- _Task directions_
Below are the entries; tally the lines holding the string "aircraft" and give only that figure.

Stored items
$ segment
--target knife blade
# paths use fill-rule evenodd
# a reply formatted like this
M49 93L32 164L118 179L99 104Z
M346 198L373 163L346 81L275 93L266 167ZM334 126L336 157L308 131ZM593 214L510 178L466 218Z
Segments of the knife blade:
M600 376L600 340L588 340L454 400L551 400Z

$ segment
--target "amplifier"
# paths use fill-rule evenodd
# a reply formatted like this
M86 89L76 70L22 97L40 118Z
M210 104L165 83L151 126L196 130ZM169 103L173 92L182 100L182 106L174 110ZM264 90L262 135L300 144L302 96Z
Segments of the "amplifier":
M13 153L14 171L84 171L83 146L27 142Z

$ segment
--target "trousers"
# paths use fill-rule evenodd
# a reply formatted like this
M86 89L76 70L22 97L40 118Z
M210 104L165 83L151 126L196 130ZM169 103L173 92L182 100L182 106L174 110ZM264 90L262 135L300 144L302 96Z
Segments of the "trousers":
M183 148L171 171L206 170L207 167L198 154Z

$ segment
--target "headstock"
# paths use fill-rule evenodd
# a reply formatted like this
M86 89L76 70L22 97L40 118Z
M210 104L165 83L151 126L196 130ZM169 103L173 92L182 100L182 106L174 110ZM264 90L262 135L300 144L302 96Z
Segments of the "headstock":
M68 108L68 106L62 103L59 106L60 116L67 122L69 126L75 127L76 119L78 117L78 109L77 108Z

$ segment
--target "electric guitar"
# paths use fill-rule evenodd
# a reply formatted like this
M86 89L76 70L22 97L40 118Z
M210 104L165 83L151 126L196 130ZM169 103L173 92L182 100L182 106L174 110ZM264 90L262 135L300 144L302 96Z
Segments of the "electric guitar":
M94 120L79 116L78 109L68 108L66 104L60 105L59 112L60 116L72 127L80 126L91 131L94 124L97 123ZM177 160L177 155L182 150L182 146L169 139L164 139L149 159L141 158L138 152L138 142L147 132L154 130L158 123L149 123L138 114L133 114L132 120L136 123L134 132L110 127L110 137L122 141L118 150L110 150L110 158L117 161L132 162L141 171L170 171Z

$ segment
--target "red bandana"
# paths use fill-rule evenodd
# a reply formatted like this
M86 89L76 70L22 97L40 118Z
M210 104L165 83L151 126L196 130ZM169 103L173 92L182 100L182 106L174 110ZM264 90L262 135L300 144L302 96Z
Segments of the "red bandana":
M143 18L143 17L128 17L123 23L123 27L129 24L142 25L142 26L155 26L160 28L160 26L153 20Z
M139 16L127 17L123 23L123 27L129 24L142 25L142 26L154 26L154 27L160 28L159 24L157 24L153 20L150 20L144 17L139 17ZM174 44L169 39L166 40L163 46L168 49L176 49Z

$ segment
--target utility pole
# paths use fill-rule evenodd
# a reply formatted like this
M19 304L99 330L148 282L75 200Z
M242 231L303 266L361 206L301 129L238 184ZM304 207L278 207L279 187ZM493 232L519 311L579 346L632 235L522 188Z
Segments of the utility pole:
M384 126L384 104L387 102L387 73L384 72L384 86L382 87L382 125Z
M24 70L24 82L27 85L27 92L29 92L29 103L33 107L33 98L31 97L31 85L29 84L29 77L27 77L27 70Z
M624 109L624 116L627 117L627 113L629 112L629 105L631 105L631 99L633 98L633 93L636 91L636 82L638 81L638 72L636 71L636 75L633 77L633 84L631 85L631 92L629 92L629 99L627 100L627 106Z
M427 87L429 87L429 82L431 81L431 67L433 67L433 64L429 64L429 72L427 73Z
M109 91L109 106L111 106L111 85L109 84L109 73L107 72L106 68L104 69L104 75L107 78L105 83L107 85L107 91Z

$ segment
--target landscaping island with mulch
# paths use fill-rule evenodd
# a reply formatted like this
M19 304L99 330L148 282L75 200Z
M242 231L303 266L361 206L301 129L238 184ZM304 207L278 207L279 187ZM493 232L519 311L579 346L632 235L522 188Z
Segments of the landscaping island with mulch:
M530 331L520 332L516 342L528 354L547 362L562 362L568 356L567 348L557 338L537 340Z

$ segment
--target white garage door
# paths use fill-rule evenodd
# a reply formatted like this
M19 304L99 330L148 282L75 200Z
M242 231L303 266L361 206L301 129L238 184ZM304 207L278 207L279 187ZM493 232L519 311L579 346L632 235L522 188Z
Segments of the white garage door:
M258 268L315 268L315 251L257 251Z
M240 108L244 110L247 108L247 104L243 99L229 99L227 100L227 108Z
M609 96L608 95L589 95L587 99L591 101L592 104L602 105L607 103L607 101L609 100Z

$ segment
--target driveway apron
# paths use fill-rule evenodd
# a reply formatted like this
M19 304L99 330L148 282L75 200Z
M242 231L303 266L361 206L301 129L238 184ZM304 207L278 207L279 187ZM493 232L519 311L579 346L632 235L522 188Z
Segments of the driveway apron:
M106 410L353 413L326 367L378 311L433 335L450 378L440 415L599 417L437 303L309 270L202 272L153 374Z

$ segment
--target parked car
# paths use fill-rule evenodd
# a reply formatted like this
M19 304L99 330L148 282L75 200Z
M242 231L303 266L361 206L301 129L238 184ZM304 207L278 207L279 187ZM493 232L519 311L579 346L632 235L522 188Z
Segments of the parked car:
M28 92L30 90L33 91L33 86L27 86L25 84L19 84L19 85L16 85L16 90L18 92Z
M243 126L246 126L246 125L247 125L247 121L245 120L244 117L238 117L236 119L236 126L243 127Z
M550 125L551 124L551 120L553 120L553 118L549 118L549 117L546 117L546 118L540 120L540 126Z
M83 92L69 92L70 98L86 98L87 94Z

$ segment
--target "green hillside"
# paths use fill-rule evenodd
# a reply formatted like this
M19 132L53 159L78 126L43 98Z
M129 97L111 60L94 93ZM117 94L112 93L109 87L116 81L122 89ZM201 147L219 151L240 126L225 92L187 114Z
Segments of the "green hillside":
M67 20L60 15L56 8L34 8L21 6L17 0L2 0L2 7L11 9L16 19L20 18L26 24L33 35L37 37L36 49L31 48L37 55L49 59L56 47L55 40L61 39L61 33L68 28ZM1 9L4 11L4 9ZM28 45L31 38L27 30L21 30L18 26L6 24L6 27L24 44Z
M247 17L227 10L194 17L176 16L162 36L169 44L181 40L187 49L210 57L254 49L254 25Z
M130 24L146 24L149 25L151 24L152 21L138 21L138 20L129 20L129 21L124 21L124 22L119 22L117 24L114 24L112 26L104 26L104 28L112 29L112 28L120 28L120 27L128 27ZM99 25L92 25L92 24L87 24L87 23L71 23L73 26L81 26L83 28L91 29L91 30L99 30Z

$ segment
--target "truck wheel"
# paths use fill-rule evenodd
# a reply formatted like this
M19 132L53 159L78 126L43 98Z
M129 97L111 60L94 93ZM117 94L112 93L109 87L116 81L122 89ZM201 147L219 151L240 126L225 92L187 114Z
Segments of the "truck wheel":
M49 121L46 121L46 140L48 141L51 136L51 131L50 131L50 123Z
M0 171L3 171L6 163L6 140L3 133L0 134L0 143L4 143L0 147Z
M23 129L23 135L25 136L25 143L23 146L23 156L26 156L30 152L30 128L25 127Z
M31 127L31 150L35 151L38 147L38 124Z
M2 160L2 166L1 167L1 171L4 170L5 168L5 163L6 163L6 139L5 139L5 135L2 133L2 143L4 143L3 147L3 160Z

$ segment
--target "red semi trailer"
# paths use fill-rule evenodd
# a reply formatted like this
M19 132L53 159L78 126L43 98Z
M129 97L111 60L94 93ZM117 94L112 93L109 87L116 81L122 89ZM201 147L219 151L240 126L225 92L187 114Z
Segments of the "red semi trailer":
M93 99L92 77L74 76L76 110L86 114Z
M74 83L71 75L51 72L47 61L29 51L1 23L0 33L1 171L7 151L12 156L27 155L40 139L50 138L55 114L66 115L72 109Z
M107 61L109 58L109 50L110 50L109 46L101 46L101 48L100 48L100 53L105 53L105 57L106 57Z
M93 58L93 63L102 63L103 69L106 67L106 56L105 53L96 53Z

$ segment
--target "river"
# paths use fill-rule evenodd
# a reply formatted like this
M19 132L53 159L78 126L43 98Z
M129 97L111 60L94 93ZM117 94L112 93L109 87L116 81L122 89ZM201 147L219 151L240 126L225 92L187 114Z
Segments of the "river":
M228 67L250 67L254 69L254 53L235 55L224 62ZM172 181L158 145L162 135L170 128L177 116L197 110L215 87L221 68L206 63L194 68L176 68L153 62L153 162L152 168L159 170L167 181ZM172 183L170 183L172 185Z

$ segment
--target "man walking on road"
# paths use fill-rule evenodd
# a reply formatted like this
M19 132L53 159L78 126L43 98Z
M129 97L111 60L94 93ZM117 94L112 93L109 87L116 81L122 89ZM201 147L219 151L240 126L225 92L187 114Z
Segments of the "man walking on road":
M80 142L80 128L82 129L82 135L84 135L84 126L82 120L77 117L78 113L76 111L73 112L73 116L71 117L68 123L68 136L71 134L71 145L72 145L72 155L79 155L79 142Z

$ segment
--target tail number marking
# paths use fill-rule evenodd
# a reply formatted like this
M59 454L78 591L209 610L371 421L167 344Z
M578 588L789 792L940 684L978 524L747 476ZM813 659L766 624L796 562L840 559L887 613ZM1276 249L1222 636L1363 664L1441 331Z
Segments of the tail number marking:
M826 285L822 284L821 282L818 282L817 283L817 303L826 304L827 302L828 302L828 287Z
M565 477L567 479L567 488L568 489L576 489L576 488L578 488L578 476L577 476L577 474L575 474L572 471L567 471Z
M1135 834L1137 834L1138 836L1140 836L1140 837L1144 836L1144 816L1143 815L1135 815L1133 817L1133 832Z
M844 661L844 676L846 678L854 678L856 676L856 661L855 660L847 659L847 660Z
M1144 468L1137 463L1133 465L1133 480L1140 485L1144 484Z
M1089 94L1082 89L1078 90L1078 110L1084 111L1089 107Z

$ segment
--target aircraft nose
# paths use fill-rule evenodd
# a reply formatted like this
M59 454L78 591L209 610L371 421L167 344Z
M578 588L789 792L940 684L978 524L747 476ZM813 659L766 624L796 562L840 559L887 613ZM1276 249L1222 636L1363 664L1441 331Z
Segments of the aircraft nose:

- _Output of the task_
2